* START INFORMATION SUPPLIED *
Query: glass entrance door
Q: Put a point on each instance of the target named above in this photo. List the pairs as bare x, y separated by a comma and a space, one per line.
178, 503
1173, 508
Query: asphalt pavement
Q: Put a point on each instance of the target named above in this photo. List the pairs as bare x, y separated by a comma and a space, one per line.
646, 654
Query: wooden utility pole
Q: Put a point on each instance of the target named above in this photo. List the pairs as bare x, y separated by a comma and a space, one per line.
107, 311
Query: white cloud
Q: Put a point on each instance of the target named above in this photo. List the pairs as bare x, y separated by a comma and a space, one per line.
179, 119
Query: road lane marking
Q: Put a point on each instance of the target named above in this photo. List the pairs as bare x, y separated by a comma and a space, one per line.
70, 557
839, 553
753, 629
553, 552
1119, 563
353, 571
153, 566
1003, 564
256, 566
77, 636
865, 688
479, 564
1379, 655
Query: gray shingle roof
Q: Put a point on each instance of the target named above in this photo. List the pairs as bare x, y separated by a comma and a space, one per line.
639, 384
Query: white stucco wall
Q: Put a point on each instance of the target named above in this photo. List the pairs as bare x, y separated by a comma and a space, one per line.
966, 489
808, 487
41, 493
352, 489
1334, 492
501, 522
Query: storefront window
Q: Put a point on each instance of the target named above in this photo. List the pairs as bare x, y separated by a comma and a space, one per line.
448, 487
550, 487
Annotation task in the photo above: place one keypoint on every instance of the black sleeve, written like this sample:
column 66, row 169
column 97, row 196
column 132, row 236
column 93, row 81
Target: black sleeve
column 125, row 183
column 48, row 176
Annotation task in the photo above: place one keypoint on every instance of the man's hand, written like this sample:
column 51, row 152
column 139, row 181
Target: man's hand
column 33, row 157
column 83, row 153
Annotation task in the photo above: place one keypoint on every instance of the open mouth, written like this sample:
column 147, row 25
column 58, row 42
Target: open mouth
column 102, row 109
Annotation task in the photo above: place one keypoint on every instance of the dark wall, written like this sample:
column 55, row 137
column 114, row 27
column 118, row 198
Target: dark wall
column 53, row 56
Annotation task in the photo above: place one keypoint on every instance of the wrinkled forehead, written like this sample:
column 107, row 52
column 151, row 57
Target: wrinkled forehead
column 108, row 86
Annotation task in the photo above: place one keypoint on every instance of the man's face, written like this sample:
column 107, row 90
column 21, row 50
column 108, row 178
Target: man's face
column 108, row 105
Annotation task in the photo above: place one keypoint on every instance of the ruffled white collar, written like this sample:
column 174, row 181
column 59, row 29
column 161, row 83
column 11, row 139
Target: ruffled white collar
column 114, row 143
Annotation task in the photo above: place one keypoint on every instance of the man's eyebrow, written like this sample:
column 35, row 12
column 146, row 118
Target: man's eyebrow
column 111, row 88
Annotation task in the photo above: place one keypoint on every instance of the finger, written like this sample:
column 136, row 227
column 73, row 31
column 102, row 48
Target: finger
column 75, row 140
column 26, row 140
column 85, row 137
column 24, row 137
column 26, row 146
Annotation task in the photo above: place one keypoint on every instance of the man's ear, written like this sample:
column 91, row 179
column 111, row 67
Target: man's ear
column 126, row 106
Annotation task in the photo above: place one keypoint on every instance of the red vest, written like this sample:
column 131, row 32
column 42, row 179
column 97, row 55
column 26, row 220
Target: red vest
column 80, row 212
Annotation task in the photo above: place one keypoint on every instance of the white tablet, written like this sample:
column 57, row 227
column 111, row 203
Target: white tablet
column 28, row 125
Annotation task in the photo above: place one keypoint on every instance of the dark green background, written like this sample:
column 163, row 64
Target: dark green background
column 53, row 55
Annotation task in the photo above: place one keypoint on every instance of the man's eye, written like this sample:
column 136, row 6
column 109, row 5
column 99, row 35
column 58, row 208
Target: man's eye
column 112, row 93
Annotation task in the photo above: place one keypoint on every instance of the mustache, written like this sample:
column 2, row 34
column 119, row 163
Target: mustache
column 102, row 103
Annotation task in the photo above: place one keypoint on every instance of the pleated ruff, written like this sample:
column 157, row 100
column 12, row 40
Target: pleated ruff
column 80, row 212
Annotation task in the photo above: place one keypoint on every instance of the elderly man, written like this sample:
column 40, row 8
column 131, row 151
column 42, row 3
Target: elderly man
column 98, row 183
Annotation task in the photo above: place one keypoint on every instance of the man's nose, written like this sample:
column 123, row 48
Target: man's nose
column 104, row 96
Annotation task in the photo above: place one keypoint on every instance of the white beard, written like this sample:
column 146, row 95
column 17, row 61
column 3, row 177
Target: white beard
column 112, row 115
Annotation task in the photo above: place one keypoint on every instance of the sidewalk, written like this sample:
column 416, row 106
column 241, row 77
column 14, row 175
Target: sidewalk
* END INFORMATION SUPPLIED *
## TASK INSTRUCTIONS
Rewrite every line of the records above as a numbered list, leaving out any blank lines.

## TASK RESULT
1. Query: glass entrance door
2. Q: Put a point on each instance of the target named above in this photo. List the pairs as bare x, y separated by a comma and a space, one per line.
3. 178, 503
4. 1173, 508
5. Query: asphalt pavement
6. Q: Put a point on each instance of the target named above in this photo. List the pairs as bare x, y separated by a comma and a space, one per line.
7. 646, 654
8. Query: wooden utility pole
9. Q: Put a point on each instance of the target named above in this photo. List the pairs as bare x, y separated by a comma and a space, one per line.
10. 107, 311
11. Query: white cloud
12. Q: Put a point on each instance of the target named above in this photo. List the pairs as bare x, y separated by a comma and a space, one per line.
13. 179, 119
14. Query: road lane marking
15. Q: Put a point on each instance of the target named above in this photo. List the pairs as bare x, y separated by a comma and a space, one per line.
16. 70, 557
17. 839, 553
18. 753, 629
19. 553, 552
20. 1119, 563
21. 353, 571
22. 153, 566
23. 1003, 564
24. 256, 566
25. 77, 636
26. 865, 688
27. 479, 564
28. 1379, 655
29. Query: gray shingle roof
30. Q: Put a point on each instance of the target named above in this photo. List the pairs as bare x, y separated by a comma and a space, one per line.
31. 639, 384
32. Query: white stucco wall
33. Q: Put a point on each instance of the target named above in this photo. List the pairs as bare x, y separated by a comma and a space, one per line.
34. 966, 489
35. 808, 487
36. 41, 493
37. 352, 489
38. 1334, 492
39. 501, 522
40. Query: storefront window
41. Q: Put a point on each instance of the target named above in this photo. List the pairs as bare x, y separated by a comma and a space, one per line.
42. 448, 487
43. 550, 487
44. Annotation task in the photo above: place one keypoint on every instance of the black sleeve, written like this sample:
45. column 66, row 169
46. column 97, row 196
47. column 132, row 236
48. column 93, row 81
49. Target: black sleeve
50. column 125, row 183
51. column 48, row 176
52. Annotation task in the photo above: place one keypoint on every instance of the man's hand, written like this sample:
53. column 51, row 152
54. column 139, row 181
55. Target: man's hand
56. column 33, row 157
57. column 83, row 153
58. Annotation task in the photo above: place one keypoint on every instance of the open mouth, written like this sample:
59. column 147, row 25
60. column 58, row 42
61. Target: open mouth
62. column 102, row 109
63. Annotation task in the photo above: place one keypoint on every instance of the dark wall, written like this sample:
64. column 55, row 137
65. column 114, row 27
66. column 118, row 198
67. Target: dark wall
68. column 53, row 56
69. Annotation task in the photo above: place one keypoint on every instance of the wrinkled forehead, written like this sample:
70. column 107, row 52
71. column 151, row 57
72. Target: wrinkled forehead
73. column 108, row 86
74. Annotation task in the photo above: place one keypoint on every instance of the man's face, written like this sample:
75. column 107, row 90
76. column 21, row 50
77. column 108, row 178
78. Target: man's face
79. column 108, row 105
80. Annotation task in the photo above: place one keypoint on every instance of the ruffled white collar, written like this sample:
81. column 174, row 181
82. column 59, row 29
83. column 161, row 83
84. column 11, row 139
85. Target: ruffled white collar
86. column 114, row 143
87. Annotation task in the photo above: place one keypoint on every instance of the man's eyebrow, written like this sample:
88. column 35, row 12
89. column 146, row 118
90. Target: man's eyebrow
91. column 111, row 88
92. Annotation task in the photo above: place one keypoint on every instance of the finger, written like this sample:
93. column 136, row 227
94. column 73, row 31
95. column 102, row 48
96. Target: finger
97. column 75, row 140
98. column 26, row 140
99. column 85, row 137
100. column 24, row 137
101. column 26, row 146
102. Annotation task in the photo above: place one keypoint on every instance of the man's ear, written like this sample:
103. column 91, row 179
104. column 111, row 67
105. Target: man's ear
106. column 126, row 106
107. Annotation task in the photo above: place one keypoint on every instance of the red vest, written like this sample:
108. column 131, row 32
109. column 42, row 179
110. column 97, row 55
111. column 26, row 220
112. Target: red vest
113. column 80, row 212
114. Annotation task in the photo above: place one keypoint on every instance of the white tablet, written like this sample:
115. column 57, row 227
116. column 111, row 203
117. Target: white tablet
118. column 28, row 125
119. Annotation task in the photo above: place one keypoint on every instance of the dark green background, written like this sample:
120. column 163, row 64
121. Target: dark green background
122. column 53, row 55
123. Annotation task in the photo above: place one keypoint on every instance of the man's eye, written like this sample:
124. column 136, row 6
125. column 109, row 5
126. column 99, row 35
127. column 58, row 208
128. Target: man's eye
129. column 112, row 93
130. Annotation task in the photo above: place one keypoint on every instance of the mustache, written like this sample:
131. column 2, row 34
132. column 119, row 163
133. Target: mustache
134. column 102, row 103
135. Annotation task in the photo above: place one keypoint on every instance of the pleated ruff, written like this sample:
136. column 157, row 100
137. column 12, row 40
138. Target: pleated ruff
139. column 80, row 212
140. Annotation task in the photo above: place one keypoint on every instance of the elderly man, written like this sample:
141. column 40, row 8
142. column 131, row 151
143. column 42, row 3
144. Target: elderly man
145. column 98, row 183
146. Annotation task in the photo above: place one keypoint on every instance of the man's nose, written like this sample:
147. column 123, row 48
148. Target: man's nose
149. column 104, row 96
150. Annotation task in the photo above: place one keypoint on every instance of the white beard, written like this sample:
151. column 146, row 95
152. column 17, row 61
153. column 3, row 177
154. Target: white beard
155. column 112, row 115
156. Annotation task in the photo above: place one keypoint on every instance of the sidewalk, written like this sample:
157. column 416, row 106
158. column 241, row 77
159. column 14, row 175
160. Target: sidewalk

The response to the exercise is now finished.